- _TEXT_
Die größte Katastrophe für Eltern bedeutet es, wenn sie eines ihrer Kinder zu Grabe tragen müssen. In der jungen Familie des Antonín Dvorák hat das Schicksal gleich dreifach zugeschlagen: Zuerst stirbt die neugeborene Tochter Josefa, zwei jahre später vergiftet sich die einjährige Ruzena mit einem Glas Phosphor, und schließlich stirbt auch noch der dreijährige Otakar an Pocken.
Kein Wunder, dass sich der Komponist an seine "Stabat-mater"-Komposition erinnert, geht es da doch um eine Mutter, die mit ansehen muss, wie ihr Sohn am Kreuz stirbt. Dvorák überarbeitet und erweitert seine Komposition.
Es ist eine der traurigen Familiengeschichten, die die Styriarte heuer ihrem Publikum präsentiert, mit Nikolaus Harnoncourt als Erzähler.
"Musik mit böhmischen Wurzeln"
Für Nikolaus Harnoncourt zeigt sich in Dvoráks wunderbarer "Stabat-mater"-Vertonung ein junger Komponist, der "überströmt ist, von musikalischen Einfällen". Der Dirigent macht drei Bilder aus, die Dvorák vermittelt: "Das Erschrecken einer Mutter, die die Folterung ihres Sohnes miterlebt. Der Gefolterte wird geschildert, die Mutter wird geschildert - und dann kommt es zu einem Sprung mit der Frage: Was bedeutet das für mich?"
Die böhmischen Wurzeln sind für Harnoncourt unüberhörbar. Im Hintergrund tanzt Böhmen in den unterschiedlichsten Taktarten. "Tanz muss nicht immer etwas Heiteres bedeuten. Tanz ist die körperliche Reaktion eines Gefühls."
"Biographie und Werk"
Harnoncourt verwahrt sich gegen die Verquickung von Biographie und kompositorischer Aussage. "Der Komponist erzählt uns in den Werken nicht seine Biographie."
Ein ursächlicher Zusammenhang zwischen den Schicksalsschlägen Dvoráks und der Wiederbeschäftigung mit dem Vokalwerk lässt sich nicht nachweisen, so Harnoncourt. "Ich kann mir aber vorstellen, dass Dvorák das fertige Werk - eine Komposition für Stimmen und ein Tasteninstrument - durch den familiären Schock und die Verzweiflung wieder hervorgeholt hat, um sich damit zu beschäftigen." Dann hat er daraus das große Oratorium geschaffen.
"Seine böhmischen Wurzeln"

- _ÜBUNGSAUFGABEN_
(a) Entscheide für jede der drei Aussagen (i), (ii) und (iii), ob sie mit dem Text übereinstimmt, und belege dein Ja oder Nein mit den entscheidenden Worten des Textes als wörtlichem Zitat.
(i) Die einjährige Ruzena starb an Pocken.
(ii) Bei der Styriarte tritt Nikolaus Harnoncourt als Erzähler auf.
(iii) Harnoncourt meint, der Komponist erzähle in seinen Werken seine Biographie.
(b) Fasse den Absatz des Textes, der mit „Ein ursächlicher Zusammenhang“ beginnt, als Liste mit seinen wichtigsten Fakten zusammen.
(c) Beantworte die folgenden Fragen zum Text kurz und kennzeichne deine Antworten ebenfalls mit (i), (ii) und (iii).
(i) Woran starb der dreijährige Otakar?
(ii) Wie viele Bilder sieht Harnoncourt in Dvoráks Vertonung vermittelt?
(iii) Als was bezeichnet Harnoncourt den Tanz?

- _DATENZEILEN_

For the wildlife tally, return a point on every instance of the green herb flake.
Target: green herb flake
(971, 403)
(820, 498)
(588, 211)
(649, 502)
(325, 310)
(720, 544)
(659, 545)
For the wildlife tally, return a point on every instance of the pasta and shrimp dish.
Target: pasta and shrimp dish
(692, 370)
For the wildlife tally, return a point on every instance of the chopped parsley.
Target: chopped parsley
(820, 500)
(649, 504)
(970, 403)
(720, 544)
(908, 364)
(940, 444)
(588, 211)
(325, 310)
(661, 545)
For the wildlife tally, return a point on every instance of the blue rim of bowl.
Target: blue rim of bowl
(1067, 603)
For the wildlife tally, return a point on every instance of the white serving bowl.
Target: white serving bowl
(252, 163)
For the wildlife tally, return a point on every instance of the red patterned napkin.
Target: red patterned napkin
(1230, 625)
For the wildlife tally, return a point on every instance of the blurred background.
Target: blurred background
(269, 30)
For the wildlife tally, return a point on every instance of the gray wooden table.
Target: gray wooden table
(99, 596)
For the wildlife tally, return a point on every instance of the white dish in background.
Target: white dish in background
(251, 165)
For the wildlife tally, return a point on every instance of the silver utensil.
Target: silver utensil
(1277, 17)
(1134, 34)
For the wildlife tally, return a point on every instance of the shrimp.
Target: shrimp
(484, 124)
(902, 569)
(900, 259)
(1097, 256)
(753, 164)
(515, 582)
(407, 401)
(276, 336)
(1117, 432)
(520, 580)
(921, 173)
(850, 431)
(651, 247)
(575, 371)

- _ERWARTETE ANTWORTEN_
(a)
(i) Nein: „vergiftet sich die einjährige Ruzena mit einem Glas Phosphor“
(ii) Ja: „mit Nikolaus Harnoncourt als Erzähler“
(iii) Nein: „Der Komponist erzählt uns in den Werken nicht seine Biographie.“

(b)
- Laut Harnoncourt lässt sich kein ursächlicher Zusammenhang zwischen Dvoráks Schicksalsschlägen und seiner erneuten Beschäftigung mit dem Vokalwerk nachweisen.
- Er hält es aber für vorstellbar, dass Dvorák das fertige Werk aus Schock und Verzweiflung über die Familie wieder hervorholte.
- Das Werk war eine Komposition für Stimmen und ein Tasteninstrument.
- Daraus schuf Dvorák dann das große Oratorium.

(c)
(i) An Pocken.
(ii) Drei.
(iii) Als die körperliche Reaktion eines Gefühls.